(Object point labels)
+===+

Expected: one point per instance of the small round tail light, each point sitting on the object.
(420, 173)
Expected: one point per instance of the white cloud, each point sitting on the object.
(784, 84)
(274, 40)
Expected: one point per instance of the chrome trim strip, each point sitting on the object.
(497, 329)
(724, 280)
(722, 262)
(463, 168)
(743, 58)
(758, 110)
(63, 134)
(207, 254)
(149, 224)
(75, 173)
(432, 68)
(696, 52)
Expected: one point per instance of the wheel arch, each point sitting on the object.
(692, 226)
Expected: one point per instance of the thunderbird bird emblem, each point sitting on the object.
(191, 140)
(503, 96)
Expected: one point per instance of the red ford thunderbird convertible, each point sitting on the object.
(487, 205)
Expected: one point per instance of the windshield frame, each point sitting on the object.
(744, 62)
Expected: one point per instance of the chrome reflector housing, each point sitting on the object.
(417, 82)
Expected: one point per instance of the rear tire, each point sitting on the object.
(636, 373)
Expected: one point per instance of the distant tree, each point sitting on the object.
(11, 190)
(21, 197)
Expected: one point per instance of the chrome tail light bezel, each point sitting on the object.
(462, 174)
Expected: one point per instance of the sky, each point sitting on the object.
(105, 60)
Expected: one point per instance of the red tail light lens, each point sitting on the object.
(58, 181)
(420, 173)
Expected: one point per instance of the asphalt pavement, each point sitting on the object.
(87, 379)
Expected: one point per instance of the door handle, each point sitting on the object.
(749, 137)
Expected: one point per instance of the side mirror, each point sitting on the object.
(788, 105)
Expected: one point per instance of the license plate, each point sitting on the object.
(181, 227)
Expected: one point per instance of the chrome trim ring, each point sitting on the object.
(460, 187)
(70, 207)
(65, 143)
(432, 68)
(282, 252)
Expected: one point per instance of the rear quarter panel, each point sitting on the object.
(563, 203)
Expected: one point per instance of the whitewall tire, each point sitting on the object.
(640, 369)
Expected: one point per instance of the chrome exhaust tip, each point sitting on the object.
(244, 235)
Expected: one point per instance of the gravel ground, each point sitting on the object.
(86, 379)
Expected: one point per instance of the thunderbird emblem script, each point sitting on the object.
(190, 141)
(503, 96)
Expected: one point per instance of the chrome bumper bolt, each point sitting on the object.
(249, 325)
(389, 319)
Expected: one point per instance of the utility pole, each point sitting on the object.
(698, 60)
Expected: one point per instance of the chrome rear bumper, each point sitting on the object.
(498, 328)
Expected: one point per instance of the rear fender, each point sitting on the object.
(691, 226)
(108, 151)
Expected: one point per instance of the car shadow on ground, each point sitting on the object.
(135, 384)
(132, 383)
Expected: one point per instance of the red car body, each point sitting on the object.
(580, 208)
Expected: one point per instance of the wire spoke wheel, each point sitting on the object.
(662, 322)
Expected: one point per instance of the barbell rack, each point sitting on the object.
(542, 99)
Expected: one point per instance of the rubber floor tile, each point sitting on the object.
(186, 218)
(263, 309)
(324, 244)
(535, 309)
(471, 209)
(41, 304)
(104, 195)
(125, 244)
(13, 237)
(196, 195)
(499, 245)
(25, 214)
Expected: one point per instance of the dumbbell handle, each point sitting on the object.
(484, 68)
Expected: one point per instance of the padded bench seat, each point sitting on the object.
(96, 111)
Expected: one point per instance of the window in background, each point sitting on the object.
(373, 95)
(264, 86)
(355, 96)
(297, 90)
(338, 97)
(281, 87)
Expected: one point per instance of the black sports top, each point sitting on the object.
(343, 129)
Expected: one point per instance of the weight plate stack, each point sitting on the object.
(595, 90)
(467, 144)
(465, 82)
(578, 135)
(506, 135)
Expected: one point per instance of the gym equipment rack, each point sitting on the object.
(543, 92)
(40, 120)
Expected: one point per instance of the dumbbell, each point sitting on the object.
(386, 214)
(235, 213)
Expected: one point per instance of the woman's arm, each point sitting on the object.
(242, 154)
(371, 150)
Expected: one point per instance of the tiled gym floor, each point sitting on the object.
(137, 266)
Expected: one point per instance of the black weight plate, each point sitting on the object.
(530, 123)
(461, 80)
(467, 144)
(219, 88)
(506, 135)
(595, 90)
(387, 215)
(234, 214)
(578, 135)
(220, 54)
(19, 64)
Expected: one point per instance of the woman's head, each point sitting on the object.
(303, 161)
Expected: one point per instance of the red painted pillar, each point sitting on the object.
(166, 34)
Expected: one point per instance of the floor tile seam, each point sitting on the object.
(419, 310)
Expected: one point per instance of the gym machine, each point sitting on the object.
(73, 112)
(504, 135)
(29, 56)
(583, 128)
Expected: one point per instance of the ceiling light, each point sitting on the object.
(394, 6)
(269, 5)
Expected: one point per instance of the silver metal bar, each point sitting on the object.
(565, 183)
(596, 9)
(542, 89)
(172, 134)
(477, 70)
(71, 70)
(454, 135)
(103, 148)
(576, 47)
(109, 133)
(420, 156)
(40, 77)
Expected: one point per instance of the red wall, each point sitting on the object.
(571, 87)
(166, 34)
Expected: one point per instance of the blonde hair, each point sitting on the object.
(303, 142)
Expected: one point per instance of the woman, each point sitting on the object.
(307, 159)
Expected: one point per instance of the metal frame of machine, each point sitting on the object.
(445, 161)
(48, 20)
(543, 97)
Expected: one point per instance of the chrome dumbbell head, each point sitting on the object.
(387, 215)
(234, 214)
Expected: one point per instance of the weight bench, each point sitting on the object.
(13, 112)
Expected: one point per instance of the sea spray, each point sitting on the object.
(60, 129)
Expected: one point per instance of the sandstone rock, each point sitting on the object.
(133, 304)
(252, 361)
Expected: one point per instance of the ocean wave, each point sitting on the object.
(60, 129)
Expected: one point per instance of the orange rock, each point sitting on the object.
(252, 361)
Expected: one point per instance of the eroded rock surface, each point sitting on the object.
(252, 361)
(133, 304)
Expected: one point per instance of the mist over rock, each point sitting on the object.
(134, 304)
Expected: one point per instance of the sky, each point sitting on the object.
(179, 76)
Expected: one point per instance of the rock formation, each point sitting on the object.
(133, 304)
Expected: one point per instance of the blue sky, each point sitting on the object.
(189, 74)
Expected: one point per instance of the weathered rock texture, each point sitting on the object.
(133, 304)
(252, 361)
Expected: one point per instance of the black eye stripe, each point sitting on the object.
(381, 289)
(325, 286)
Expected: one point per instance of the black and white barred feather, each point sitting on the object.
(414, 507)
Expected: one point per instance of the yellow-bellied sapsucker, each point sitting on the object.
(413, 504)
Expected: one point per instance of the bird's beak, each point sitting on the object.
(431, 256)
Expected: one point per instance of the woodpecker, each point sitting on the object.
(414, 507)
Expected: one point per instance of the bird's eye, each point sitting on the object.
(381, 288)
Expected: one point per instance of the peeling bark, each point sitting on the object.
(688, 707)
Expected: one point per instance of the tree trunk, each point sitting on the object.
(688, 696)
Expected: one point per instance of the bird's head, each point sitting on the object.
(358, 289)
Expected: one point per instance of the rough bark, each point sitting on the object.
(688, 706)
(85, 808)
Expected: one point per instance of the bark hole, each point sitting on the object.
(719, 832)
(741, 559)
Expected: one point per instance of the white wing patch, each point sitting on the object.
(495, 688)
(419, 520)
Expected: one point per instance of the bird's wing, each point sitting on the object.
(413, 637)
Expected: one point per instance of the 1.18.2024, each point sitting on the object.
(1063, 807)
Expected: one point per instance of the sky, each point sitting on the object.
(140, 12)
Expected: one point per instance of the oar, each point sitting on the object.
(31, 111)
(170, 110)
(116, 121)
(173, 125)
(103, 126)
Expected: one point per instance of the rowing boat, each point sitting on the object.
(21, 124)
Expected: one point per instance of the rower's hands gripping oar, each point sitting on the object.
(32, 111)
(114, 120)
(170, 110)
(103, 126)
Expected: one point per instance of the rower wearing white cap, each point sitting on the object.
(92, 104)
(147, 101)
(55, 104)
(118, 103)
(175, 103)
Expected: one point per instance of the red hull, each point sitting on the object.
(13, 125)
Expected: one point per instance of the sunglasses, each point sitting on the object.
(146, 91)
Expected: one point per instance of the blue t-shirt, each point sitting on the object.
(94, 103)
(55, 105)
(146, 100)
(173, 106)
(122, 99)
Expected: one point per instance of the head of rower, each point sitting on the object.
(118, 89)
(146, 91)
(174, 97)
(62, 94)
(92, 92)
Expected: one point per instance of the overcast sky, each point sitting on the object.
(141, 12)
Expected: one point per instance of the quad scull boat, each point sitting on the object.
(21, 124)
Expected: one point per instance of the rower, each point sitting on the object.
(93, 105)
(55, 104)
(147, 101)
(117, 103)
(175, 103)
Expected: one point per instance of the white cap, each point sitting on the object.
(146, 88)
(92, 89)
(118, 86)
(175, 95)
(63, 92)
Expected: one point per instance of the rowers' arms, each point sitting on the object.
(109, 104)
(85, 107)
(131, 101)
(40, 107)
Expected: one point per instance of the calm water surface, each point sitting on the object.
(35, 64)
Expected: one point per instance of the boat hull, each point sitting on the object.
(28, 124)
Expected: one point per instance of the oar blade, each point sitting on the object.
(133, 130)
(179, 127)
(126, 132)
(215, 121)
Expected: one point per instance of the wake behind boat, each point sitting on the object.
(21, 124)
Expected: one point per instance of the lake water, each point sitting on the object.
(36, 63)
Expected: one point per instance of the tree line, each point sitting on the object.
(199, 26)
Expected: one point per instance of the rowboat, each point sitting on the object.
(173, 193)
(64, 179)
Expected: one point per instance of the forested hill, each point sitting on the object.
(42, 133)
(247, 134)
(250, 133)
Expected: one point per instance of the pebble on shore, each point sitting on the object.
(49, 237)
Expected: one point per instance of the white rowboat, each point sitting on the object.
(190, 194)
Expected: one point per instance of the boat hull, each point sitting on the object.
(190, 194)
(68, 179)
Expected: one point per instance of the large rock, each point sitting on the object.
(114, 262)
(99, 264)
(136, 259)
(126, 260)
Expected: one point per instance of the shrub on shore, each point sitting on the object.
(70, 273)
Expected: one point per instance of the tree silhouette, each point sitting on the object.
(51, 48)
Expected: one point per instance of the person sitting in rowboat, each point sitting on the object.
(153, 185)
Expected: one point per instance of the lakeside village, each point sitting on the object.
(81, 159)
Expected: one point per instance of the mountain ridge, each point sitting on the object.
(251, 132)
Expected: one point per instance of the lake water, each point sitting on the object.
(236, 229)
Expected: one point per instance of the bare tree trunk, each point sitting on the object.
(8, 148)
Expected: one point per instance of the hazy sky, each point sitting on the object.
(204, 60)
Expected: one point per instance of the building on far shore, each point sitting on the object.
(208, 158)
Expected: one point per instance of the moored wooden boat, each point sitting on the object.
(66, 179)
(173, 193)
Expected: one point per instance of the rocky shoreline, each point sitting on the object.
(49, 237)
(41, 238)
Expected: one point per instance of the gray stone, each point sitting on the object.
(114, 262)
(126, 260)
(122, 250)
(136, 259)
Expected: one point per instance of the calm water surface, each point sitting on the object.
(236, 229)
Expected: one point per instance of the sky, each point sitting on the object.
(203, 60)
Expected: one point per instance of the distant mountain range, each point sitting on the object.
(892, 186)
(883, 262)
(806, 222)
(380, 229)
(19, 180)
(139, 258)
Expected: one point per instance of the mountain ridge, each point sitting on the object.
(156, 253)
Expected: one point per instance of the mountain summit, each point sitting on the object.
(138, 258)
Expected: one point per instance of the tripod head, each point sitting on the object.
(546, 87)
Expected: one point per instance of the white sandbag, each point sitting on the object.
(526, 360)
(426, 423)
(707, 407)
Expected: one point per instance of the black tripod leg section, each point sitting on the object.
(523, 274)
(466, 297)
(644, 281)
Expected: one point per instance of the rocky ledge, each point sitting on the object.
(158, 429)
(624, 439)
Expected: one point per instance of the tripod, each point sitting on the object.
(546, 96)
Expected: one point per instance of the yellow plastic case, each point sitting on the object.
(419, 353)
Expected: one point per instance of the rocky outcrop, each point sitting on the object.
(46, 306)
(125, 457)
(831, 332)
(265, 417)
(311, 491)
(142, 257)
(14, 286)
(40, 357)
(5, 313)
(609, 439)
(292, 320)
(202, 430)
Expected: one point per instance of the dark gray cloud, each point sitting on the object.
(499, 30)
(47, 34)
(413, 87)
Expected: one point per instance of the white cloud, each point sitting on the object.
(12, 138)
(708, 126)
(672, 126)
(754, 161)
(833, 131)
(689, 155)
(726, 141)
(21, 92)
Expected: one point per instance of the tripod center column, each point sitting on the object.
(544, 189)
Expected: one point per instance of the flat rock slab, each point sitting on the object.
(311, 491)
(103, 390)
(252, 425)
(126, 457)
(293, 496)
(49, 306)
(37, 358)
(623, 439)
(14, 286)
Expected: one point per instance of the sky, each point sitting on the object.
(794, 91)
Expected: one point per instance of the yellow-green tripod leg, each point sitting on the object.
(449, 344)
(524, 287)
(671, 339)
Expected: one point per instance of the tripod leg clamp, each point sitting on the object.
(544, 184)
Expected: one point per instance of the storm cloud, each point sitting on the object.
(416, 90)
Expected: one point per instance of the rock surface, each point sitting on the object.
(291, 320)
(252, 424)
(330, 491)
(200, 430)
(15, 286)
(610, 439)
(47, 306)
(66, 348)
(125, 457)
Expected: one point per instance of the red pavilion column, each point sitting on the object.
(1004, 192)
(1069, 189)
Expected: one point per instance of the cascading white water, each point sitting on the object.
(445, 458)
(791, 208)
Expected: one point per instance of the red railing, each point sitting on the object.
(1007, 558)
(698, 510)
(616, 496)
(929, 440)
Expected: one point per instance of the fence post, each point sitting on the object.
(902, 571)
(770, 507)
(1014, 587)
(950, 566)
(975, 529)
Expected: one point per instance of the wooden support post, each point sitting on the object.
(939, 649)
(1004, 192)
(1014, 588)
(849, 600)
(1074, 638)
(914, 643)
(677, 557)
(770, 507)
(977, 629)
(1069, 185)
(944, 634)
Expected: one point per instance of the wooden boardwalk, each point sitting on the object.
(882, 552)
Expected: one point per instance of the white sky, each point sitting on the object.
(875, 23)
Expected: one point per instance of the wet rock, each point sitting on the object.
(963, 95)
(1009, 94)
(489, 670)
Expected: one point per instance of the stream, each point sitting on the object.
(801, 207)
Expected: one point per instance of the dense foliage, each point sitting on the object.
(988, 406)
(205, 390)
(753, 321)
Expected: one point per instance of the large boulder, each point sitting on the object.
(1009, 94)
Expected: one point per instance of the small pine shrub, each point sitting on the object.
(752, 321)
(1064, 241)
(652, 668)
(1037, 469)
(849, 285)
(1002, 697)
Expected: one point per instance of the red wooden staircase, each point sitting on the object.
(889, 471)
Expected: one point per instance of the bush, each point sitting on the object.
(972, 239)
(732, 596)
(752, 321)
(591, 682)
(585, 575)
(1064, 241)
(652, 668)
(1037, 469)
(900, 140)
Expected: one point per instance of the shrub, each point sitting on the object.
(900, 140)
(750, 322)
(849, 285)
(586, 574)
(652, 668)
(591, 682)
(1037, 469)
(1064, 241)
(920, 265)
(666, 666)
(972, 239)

+===+

■ **WRITTEN EXERCISE**
Could you retype the lines between the one holding "Expected: one point per instance of the yellow-bellied" and the one holding "(1063, 807)", inclusive, exactly as they appear?

■ **EXERCISE SOLUTION**
Expected: one point per instance of the yellow-bellied sapsucker, each point sitting on the object.
(413, 504)
Expected: one point per instance of the bird's beak, each point sitting on the object.
(431, 256)
Expected: one point per instance of the woodpecker, each point sitting on the object.
(414, 507)
Expected: one point per instance of the bird's eye, each point sitting on the object.
(381, 288)
Expected: one point per instance of the peeling bark, each point sitting on the object.
(688, 707)
Expected: one point per instance of the tree trunk, each point sitting on the object.
(688, 696)
Expected: one point per instance of the bird's head, each point sitting on the object.
(358, 289)
Expected: one point per instance of the rough bark, each point sitting on the object.
(688, 706)
(85, 808)
Expected: one point per instance of the bark hole, each point sitting on the object.
(719, 832)
(741, 559)
Expected: one point per instance of the white wing patch, each point sitting on the object.
(495, 688)
(419, 520)
Expected: one point per instance of the bird's wing, each point sitting on the object.
(413, 637)
Expected: one point per instance of the 1.18.2024, each point sitting on the object.
(1063, 807)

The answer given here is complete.